TESTO DI STUDIO =
########

Abbiamo curato Babilonia, ma non è guarita. Lasciatela e andiamo ciascuno al proprio paese; poiché la sua punizione giunge fino al cielo e si alza fino alle nubi». Viene subito in mente il passo dei vangeli che descrive la visita di Gesù alla sua città di Nazaret: «E non fece molti miracoli a causa della loro incredulità (Matteo 13,58).
Una caratteristica di Dio guaritore nella Scrittura è che egli non si limita ad alcuni interventi di guarigione, ma pone questa sua azione nel complesso di tutto il suo agire per il popolo, sia direttamente come per mezzo dei suoi intermediari: re, sacerdoti, profeti etc. e delle istituzioni preposte al benessere di Israele, come la Toràh etc. Così anche nel nostro tempo la guarigione non è ipoteca solo di alcuni specializzati, neppure soltanto dei medici, ma si compie nell´insieme di una società che promuove l´uomo e ogni suo aspetto positivo, fino a quello che riguarda la verità e l´autenticità profonda dell´esistenza, a cui è legato anche il senso pieno del nostro benessere.

########

ATTIVITÀ 1 = In base al testo di studio su Dio guaritore, spieghi in una o due frasi perché, secondo il passo di Matteo citato, Gesù non fece molti miracoli a Nazaret.
ATTIVITÀ 2 = Riformuli sotto forma di elenco puntato il paragrafo del testo su Dio guaritore che inizia con «Una caratteristica di Dio guaritore», conservandone i fatti principali.
ATTIVITÀ 3 = Prosegua il testo su Dio guaritore a partire dall'ultima frase riportata, mantenendone il tono e l'argomento.
L'elenco riportato di seguito proviene da un'altra fonte.

[Voci archiviate]
########

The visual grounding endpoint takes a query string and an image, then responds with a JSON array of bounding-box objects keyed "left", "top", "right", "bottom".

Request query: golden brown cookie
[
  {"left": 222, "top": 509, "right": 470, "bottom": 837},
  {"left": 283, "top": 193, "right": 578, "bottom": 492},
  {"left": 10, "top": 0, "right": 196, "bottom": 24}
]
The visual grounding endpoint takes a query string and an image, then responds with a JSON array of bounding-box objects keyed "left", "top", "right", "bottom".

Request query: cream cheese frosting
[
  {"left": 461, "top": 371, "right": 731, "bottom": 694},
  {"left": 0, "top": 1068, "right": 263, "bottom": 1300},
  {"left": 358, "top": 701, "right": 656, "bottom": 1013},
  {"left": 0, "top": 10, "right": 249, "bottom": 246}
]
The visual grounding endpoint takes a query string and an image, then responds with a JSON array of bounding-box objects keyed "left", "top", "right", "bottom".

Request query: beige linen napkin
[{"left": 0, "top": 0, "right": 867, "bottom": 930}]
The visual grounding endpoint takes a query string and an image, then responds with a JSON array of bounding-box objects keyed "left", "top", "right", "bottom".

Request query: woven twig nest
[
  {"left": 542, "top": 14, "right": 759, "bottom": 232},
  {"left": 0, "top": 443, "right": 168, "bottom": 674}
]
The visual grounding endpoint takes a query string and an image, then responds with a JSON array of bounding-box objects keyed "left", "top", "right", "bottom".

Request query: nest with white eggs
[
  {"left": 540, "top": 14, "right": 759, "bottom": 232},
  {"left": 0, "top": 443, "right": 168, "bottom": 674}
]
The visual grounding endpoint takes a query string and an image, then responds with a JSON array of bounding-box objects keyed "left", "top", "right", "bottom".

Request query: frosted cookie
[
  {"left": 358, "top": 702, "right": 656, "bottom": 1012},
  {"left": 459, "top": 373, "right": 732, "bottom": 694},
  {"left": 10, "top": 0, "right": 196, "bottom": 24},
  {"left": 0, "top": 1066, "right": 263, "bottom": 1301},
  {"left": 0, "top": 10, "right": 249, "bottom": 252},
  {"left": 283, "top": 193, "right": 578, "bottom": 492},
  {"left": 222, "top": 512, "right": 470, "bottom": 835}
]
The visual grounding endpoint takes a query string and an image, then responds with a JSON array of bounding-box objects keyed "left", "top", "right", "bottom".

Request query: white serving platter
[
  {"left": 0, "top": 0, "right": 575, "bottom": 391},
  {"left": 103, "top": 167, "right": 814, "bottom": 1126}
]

########

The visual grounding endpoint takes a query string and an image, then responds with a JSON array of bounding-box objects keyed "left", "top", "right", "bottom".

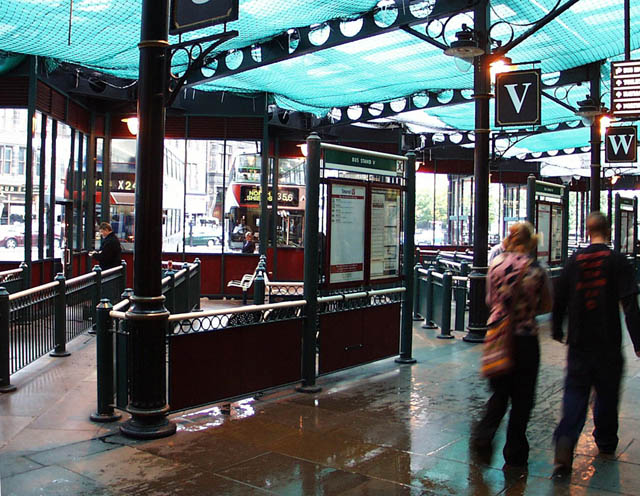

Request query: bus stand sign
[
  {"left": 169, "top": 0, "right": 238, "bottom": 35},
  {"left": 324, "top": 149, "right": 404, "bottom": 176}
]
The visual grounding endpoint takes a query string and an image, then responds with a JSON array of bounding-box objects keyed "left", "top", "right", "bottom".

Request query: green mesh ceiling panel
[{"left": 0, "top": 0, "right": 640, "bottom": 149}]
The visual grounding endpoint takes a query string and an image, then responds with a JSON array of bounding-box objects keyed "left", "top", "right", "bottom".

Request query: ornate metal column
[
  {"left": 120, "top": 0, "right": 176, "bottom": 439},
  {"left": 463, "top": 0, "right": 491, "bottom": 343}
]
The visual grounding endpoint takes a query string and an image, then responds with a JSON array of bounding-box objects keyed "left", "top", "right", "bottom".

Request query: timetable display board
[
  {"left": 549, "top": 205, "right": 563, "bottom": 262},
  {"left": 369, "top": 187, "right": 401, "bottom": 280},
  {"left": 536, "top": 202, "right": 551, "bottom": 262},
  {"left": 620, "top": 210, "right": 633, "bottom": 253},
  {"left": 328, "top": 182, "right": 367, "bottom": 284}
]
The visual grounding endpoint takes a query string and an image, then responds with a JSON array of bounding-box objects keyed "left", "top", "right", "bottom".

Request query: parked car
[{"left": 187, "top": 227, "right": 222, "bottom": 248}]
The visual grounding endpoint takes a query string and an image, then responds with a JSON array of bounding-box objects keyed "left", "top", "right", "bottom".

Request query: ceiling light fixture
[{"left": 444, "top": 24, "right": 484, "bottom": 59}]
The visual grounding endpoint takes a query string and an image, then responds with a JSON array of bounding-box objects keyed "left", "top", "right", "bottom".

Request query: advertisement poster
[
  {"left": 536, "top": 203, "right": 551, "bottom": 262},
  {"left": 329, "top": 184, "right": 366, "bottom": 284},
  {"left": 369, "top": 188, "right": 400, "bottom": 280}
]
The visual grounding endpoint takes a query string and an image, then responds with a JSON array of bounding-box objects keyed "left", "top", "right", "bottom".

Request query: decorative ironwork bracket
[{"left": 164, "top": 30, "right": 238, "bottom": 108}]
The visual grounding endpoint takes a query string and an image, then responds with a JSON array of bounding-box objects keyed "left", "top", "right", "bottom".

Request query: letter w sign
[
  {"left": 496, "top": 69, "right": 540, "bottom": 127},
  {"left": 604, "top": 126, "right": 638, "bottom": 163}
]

########

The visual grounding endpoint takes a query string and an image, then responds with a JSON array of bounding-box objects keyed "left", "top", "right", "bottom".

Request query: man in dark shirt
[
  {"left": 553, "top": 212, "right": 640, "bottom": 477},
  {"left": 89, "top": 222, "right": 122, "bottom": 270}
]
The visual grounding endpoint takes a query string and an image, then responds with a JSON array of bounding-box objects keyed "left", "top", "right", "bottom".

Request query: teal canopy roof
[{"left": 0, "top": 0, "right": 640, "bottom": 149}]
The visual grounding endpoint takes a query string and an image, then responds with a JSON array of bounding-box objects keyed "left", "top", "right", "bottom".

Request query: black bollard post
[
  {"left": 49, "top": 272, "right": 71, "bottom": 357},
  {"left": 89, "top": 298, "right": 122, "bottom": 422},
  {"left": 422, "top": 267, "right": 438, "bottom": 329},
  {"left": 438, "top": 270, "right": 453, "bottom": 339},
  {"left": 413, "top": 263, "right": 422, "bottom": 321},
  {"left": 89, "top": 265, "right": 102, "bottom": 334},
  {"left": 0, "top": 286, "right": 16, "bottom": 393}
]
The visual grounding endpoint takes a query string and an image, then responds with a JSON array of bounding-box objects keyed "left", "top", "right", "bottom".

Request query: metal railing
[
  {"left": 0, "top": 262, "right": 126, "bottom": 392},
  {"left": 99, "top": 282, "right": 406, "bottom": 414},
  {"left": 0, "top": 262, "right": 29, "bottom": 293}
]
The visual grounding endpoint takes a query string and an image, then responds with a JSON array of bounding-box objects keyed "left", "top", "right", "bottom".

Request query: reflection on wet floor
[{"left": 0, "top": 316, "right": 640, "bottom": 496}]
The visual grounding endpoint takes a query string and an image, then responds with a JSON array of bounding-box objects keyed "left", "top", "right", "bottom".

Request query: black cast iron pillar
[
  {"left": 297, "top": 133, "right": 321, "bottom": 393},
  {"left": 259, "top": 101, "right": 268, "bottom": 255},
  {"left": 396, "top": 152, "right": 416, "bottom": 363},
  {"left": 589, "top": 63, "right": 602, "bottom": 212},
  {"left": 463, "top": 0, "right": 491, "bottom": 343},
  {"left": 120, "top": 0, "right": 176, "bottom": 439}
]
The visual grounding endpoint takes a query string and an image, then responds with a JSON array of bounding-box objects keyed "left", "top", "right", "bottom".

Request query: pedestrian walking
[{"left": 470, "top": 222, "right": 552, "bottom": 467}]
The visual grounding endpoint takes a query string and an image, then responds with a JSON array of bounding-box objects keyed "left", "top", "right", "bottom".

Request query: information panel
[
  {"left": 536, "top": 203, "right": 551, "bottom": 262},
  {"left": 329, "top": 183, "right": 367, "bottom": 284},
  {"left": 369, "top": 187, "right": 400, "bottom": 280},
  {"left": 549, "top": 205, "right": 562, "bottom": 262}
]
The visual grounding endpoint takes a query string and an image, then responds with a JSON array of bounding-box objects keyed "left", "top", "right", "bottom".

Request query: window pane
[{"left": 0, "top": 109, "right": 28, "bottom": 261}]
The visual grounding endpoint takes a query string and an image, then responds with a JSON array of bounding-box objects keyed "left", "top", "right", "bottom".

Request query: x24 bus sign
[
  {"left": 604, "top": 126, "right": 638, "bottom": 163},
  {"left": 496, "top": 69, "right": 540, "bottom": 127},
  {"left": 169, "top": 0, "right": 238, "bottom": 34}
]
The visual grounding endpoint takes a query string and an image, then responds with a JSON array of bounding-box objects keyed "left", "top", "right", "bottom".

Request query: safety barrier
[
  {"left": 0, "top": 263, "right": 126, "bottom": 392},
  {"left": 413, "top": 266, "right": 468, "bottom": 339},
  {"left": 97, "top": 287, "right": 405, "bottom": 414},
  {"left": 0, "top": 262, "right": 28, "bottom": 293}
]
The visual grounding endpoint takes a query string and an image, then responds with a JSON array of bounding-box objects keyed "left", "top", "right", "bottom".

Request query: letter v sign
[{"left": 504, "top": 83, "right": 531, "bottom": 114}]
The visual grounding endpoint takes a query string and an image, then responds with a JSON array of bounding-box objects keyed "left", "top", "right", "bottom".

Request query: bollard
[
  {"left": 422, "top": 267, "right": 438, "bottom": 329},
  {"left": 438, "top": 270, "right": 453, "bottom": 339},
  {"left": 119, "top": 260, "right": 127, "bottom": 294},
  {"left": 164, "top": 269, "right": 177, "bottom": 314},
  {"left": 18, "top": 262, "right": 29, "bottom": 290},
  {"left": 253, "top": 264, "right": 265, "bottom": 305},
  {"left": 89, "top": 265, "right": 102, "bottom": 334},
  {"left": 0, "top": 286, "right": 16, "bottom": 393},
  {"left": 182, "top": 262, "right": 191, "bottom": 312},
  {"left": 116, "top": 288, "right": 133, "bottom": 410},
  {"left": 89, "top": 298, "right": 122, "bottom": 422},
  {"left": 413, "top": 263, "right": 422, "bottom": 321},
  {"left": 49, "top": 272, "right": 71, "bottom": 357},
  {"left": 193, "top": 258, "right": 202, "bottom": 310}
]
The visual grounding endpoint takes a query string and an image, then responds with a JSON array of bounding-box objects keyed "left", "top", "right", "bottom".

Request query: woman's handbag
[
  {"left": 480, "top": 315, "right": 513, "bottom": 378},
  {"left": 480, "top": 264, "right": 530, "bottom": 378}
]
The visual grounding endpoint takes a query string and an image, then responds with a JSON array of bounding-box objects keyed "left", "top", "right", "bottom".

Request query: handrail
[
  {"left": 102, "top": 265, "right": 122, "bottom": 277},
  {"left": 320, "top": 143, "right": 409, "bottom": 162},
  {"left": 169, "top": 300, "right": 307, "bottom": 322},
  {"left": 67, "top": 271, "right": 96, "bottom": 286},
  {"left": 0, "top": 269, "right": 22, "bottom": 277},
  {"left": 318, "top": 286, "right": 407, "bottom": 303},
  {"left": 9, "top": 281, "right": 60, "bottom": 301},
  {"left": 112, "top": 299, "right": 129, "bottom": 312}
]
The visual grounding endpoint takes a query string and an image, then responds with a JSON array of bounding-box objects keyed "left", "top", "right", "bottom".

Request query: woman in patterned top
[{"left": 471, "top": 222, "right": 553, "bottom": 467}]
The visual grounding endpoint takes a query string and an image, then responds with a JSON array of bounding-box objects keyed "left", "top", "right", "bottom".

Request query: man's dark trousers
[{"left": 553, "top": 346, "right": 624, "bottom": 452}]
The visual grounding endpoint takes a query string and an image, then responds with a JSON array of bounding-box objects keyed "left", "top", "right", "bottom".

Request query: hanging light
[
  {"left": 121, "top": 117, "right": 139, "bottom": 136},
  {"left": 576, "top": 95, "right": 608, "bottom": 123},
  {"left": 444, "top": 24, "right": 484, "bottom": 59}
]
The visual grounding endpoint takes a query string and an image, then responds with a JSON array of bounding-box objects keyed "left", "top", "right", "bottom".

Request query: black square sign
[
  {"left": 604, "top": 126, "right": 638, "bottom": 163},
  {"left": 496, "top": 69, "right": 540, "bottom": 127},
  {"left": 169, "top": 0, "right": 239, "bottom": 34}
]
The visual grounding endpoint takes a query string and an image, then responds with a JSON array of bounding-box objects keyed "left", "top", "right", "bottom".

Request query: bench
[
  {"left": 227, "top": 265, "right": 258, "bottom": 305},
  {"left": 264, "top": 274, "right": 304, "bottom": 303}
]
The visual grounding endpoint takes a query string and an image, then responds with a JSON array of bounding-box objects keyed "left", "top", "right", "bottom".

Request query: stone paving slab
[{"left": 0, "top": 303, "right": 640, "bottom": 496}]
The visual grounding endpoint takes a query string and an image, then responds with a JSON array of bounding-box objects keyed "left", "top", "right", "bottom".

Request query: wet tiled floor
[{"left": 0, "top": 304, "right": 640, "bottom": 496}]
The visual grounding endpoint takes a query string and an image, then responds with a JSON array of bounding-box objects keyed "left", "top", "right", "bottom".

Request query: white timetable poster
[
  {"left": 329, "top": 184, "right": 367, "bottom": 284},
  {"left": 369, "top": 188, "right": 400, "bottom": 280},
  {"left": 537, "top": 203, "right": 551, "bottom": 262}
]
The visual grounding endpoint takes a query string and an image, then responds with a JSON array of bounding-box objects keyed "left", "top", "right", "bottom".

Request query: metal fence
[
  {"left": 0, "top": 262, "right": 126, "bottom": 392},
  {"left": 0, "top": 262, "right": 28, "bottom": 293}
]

########

RISPOSTA 1 = Secondo il passo di Matteo 13,58 citato nel testo, Gesù non fece molti miracoli a Nazaret a causa dell'incredulità dei suoi abitanti.

RISPOSTA 2 =
- Nella Scrittura Dio guaritore non si limita ad alcuni interventi di guarigione, ma li inserisce nel complesso di tutto il suo agire per il popolo.
- Agisce sia direttamente sia per mezzo di intermediari (re, sacerdoti, profeti) e di istituzioni preposte al benessere di Israele, come la Toràh.
- Anche oggi la guarigione non è riservata ad alcuni specialisti, e neppure soltanto ai medici.
- Essa si compie nell'insieme di una società che promuove l'uomo e ogni suo aspetto positivo, fino alla verità e all'autenticità profonda dell'esistenza, a cui è legato il senso pieno del benessere.

RISPOSTA 3 =
Nel nuovo Testamento la qualifica di Gesù come medico è certamente più presente, perché Gesù è caratterizzato, soprattutto nella prima parte della sua azione pubblica, come grande guaritore. Perciò i riferimenti alla sua azione sono numerosi. Si veda ad esempio Marco 1,32: «Venuta la sera, dopo il tramonto del sole, gli portavano tutti i malati e gli indemoniati. Tutta la città era riunita davanti alla porta. Guarì molti che erano afflitti da varie malattie e scacciò molti demoni». Si veda anche Matteo 8,16: «Venuta la sera, gli portarono molti indemoniati ed egli scacciò gli spiriti con la sua parola e guarì tutti i malati, perché si adempisse ciò che era stato detto per mezzo del profeta: Egli ha preso le nostre infermità e si è addossato le nostre malattie» (Isaia, 53,4).
La sua capacità di guarire le ferite è espressa in particolare nella sua passione. La frase più commovente si trova forse nella prima lettera di Pietro, che si richiama alla profezia di Isaia già sopra citata: «Egli portò i nostri peccati nel suo corpo sul legno della croce, perché non vivendo più nel peccato, vivessimo per la giustizia; dalle sue piaghe siete stati guariti» (Isaia 53,5.6; Ezechiele 34,1). Gesù stesso aveva detto, parlando di coloro che criticavano il venire a lui di molti peccatori e pubblicani, che: «non sono i sani che hanno bisogno del medico ma i malati; non sono venuto per chiamare i giusti, ma i peccatori» (Mc 2,17). In ogni caso anche qui l´azione guaritrice di Gesù si pone come una parte della sua azione totale di rinnovamento della persona ed i riscatto dai suoi peccati.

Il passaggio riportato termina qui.